** Start GIVEN RECORDS **

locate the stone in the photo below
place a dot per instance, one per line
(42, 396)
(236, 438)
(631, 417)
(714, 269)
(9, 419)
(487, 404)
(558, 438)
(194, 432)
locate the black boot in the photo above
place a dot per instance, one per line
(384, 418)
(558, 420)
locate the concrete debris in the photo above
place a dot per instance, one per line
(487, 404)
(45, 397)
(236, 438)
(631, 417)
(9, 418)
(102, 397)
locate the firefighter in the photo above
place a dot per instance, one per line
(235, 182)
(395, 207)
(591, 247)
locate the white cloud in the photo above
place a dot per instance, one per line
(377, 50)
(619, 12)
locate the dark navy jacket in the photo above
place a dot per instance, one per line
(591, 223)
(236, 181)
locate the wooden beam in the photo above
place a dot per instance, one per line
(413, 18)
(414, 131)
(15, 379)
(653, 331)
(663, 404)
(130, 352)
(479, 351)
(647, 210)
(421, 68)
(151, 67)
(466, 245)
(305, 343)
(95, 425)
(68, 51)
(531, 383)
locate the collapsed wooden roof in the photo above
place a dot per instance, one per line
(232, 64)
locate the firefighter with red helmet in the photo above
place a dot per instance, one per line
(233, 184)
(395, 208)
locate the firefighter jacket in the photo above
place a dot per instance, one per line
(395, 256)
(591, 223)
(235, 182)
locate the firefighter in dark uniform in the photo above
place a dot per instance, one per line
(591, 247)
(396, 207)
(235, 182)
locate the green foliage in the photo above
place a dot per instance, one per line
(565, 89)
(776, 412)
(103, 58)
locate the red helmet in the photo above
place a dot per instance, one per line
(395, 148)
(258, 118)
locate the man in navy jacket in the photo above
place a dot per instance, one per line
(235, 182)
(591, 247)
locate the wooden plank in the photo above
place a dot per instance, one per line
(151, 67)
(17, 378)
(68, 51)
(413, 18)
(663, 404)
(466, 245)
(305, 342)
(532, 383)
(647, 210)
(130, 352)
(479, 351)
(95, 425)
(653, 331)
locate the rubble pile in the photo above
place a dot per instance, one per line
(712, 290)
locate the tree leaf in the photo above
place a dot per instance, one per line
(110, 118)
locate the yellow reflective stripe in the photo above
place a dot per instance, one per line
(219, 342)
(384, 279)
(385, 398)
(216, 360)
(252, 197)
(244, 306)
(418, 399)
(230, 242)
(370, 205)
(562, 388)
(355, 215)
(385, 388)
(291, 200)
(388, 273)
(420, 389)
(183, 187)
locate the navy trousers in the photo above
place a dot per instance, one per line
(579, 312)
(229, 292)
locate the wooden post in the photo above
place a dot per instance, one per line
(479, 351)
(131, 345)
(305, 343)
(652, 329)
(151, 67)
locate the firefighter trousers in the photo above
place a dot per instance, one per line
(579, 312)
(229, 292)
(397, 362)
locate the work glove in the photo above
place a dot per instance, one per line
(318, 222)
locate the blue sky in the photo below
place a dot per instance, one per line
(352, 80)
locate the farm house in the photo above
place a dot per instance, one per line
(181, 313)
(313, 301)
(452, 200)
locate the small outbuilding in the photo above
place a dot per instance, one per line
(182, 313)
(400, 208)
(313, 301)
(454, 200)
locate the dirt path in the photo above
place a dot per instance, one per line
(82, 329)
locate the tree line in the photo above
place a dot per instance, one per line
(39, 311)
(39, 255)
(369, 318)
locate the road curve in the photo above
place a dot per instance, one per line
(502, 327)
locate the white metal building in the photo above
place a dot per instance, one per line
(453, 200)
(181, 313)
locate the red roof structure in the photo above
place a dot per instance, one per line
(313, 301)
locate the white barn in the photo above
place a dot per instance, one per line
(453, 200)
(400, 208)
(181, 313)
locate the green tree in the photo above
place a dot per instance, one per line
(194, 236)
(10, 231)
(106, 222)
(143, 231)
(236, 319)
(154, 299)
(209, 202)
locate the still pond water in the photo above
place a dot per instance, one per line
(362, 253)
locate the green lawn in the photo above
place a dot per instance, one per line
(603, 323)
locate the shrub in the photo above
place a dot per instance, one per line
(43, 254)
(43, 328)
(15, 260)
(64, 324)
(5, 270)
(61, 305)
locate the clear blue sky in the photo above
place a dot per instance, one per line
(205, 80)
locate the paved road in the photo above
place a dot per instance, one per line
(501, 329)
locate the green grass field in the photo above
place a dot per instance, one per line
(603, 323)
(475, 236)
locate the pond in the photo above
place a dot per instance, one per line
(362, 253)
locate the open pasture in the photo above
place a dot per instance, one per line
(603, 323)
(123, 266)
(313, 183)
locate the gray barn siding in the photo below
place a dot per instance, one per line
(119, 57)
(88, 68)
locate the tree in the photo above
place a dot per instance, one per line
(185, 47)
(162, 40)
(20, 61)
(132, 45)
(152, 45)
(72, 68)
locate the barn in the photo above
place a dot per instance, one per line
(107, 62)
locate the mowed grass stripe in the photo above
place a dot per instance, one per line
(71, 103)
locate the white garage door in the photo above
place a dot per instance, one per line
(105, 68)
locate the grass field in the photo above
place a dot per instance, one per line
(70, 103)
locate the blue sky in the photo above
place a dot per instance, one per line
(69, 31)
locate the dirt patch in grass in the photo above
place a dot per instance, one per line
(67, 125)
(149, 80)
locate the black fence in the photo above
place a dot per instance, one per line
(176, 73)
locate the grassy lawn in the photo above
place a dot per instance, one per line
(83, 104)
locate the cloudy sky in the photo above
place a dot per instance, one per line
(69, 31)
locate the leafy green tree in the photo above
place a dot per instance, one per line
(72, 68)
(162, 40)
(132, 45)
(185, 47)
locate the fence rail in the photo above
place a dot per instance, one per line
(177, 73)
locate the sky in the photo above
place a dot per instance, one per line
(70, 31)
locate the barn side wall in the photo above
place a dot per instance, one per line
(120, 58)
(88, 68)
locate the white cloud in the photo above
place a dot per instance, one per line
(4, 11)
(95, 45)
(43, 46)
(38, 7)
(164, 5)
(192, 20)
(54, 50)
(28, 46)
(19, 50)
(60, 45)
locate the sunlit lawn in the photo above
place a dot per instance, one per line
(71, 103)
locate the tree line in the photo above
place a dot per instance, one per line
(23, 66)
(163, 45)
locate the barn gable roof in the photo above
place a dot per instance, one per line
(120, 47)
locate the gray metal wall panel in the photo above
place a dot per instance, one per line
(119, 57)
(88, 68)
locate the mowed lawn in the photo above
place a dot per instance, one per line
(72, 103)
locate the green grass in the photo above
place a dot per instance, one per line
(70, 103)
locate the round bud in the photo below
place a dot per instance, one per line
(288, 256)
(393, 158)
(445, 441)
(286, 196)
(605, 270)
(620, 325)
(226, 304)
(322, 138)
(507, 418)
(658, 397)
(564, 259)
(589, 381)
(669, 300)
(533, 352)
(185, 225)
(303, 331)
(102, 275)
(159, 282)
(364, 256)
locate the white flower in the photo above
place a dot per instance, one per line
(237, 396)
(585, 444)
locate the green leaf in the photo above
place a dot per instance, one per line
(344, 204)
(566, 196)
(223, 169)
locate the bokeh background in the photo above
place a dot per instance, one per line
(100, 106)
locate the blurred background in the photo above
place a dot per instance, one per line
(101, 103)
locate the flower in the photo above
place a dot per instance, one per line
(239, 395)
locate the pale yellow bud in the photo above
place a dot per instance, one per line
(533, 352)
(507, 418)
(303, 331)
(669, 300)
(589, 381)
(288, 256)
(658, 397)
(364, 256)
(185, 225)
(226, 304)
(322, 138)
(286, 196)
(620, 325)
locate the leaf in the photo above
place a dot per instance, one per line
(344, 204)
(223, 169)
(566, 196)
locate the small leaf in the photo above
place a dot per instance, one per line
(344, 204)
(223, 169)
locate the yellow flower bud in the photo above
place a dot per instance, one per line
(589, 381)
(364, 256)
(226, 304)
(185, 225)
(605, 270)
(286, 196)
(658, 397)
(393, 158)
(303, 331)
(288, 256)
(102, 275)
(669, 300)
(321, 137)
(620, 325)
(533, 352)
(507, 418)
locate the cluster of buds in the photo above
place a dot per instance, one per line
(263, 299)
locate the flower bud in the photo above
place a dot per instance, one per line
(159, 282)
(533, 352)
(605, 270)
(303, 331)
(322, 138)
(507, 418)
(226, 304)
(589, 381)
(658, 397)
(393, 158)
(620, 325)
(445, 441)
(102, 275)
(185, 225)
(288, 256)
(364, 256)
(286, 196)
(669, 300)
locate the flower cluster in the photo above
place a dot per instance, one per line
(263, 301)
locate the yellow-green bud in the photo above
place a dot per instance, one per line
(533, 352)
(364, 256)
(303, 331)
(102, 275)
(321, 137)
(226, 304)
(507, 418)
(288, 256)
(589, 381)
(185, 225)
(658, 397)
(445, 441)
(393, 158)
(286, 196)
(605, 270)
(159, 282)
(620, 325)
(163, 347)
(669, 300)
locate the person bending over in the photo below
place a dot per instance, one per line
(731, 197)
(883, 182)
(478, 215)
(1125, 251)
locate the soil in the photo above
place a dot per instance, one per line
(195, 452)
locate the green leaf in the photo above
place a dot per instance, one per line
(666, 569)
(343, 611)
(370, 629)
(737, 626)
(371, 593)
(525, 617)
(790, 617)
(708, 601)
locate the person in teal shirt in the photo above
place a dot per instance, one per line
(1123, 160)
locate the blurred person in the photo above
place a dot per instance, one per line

** End GIVEN RECORDS **

Begin at the line containing "locate the person bending" and reproduce each line through the end of the records above.

### TASK RESULT
locate the person bending over in the photo below
place a dot per instance, one per line
(731, 197)
(883, 182)
(478, 215)
(1125, 251)
locate the soil in the photo above
place a dot per instance, one per line
(195, 452)
locate the green leaf in the photo above
place a dot per instance, one per line
(666, 569)
(343, 611)
(370, 629)
(737, 626)
(371, 593)
(525, 617)
(790, 617)
(708, 601)
locate the person in teal shirt in the photo above
place a dot per instance, one per line
(1123, 160)
locate the blurred person in the photo above
place a dot per instance, one per line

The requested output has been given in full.